225 Or, selon la jurisprudence de la Cour, le principe de l’application rétroactive de la peine plus légère fait partie des traditions constitutionnelles communes aux États membres, de sorte qu’il doit être considéré comme un principe général du droit de l’Union dont la Cour assure le respect et que le juge national est tenu d’observer (voir, en ce sens, arrêt du 3 mai 2005, Berlusconi e.a., C‑387/02, C‑391/02 et C‑403/02, EU:C:2005:270, points 67 à 69).

» **DONNÉES FOURNIES**
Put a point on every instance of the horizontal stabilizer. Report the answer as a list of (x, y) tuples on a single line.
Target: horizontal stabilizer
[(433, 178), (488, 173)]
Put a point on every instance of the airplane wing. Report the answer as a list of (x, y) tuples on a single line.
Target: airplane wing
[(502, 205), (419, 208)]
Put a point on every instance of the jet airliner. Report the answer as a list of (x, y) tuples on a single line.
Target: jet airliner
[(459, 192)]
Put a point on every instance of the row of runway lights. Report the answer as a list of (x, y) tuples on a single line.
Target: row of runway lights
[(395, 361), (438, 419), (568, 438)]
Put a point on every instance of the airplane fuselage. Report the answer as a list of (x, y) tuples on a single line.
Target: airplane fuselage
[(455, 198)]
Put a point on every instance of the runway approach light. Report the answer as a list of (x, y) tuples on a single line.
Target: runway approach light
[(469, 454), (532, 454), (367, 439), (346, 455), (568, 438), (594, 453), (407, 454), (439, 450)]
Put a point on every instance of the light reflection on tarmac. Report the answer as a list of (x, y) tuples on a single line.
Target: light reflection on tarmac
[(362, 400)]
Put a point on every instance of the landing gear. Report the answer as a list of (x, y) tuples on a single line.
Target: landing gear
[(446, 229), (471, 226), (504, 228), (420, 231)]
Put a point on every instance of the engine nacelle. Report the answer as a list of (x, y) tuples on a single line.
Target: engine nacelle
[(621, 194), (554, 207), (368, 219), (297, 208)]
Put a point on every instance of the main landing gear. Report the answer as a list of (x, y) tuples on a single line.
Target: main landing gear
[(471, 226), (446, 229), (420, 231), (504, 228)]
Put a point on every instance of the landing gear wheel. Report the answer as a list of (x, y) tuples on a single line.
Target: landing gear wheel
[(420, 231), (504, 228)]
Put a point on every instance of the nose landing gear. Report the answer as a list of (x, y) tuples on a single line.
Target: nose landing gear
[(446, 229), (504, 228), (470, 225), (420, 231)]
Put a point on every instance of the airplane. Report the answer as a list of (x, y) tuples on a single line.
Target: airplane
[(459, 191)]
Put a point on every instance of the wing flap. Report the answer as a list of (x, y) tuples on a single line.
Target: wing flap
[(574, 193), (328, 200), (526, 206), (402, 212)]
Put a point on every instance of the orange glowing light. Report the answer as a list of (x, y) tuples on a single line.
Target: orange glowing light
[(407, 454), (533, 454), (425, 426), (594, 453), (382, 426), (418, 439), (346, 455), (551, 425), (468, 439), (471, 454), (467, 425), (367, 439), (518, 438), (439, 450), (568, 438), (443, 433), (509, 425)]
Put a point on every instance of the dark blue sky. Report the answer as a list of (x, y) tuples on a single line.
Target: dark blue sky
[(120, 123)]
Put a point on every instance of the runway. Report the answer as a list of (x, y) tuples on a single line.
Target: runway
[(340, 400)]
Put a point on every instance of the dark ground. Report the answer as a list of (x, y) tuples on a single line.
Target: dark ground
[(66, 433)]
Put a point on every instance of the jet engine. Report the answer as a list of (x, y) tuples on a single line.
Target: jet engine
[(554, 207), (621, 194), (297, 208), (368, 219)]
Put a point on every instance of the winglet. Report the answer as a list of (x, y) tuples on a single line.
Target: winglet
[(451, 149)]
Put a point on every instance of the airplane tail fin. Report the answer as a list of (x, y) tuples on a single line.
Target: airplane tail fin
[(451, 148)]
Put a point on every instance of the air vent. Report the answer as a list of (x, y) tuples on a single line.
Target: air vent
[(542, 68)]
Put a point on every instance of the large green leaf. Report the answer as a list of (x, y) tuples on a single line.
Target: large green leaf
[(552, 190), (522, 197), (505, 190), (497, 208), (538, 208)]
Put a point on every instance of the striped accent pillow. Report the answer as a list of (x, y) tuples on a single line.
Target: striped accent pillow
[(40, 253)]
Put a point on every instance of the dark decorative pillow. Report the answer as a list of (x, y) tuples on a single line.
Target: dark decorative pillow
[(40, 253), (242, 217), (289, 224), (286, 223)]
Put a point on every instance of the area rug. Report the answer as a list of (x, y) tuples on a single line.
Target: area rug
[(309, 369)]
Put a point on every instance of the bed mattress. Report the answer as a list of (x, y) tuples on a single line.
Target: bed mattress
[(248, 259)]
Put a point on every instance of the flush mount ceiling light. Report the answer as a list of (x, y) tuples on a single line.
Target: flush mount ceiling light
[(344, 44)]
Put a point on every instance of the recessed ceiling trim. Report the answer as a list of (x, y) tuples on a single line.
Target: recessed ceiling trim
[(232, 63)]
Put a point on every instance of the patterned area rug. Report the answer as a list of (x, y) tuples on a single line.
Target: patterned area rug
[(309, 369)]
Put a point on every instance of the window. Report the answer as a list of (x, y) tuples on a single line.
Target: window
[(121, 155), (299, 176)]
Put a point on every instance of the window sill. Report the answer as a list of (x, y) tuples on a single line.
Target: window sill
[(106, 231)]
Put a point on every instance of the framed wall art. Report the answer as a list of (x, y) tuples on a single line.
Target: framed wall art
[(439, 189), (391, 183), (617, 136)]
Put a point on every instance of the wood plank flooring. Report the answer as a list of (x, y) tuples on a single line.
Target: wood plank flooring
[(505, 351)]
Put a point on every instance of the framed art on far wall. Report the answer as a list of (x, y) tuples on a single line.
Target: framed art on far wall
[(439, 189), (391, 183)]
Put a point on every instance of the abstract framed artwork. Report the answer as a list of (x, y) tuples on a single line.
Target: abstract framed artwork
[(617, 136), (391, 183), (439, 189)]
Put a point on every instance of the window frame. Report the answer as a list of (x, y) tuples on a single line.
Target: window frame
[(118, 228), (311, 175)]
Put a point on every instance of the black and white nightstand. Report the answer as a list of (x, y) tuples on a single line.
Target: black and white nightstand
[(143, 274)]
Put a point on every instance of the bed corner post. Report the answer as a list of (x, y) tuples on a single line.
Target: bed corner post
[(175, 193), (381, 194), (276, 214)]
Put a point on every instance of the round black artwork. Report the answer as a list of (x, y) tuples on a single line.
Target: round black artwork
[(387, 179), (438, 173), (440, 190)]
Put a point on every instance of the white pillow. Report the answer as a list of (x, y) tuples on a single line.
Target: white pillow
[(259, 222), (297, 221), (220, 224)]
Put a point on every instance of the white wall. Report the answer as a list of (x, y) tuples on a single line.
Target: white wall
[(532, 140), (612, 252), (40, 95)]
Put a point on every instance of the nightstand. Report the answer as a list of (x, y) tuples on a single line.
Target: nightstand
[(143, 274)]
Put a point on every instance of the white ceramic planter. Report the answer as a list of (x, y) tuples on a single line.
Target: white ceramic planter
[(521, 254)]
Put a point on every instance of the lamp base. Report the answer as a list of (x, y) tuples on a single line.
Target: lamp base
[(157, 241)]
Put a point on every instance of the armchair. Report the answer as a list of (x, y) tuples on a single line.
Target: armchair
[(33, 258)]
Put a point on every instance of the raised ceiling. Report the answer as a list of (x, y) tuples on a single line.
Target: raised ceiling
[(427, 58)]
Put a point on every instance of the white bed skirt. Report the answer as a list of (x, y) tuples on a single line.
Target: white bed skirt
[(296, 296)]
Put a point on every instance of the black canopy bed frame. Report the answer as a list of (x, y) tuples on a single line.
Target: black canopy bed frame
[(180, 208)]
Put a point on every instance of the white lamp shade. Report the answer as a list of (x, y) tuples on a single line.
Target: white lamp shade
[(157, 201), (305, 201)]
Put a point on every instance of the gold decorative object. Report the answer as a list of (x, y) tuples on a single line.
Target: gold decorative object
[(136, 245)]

» **CONSIGNES**
Poursuivez l'extrait sur l'application rétroactive de la peine plus légère en enchaînant directement après sa dernière phrase.

» **RÉPONSE**
226 En outre, il ressort de l’article 2, paragraphe 2, du règlement (CE, Euratom) n o 2988/95 du Conseil, du 18 décembre 1995, relatif à la protection des intérêts financiers des Communautés européennes que, « [e]n cas de modification ultérieure des dispositions portant sanctions administratives et contenues dans une réglementation communautaire, les dispositions moins sévères s’appliquent rétroactivement ». Il incombe donc, en vertu de cette disposition, aux autorités compétentes d’appliquer de manière rétroactive, à un comportement constitutif d’une irrégularité au sens du paragraphe 1 de cet article, les modifications ultérieures apportées par des dispositions contenues dans une réglementation de l’Union sectorielle instituant des sanctions administratives moins sévères (voir, en ce sens, arrêt du 17 juillet 1997, National Farmers’ Union e.a., C‑354/95, EU:C:1997:379, point 41).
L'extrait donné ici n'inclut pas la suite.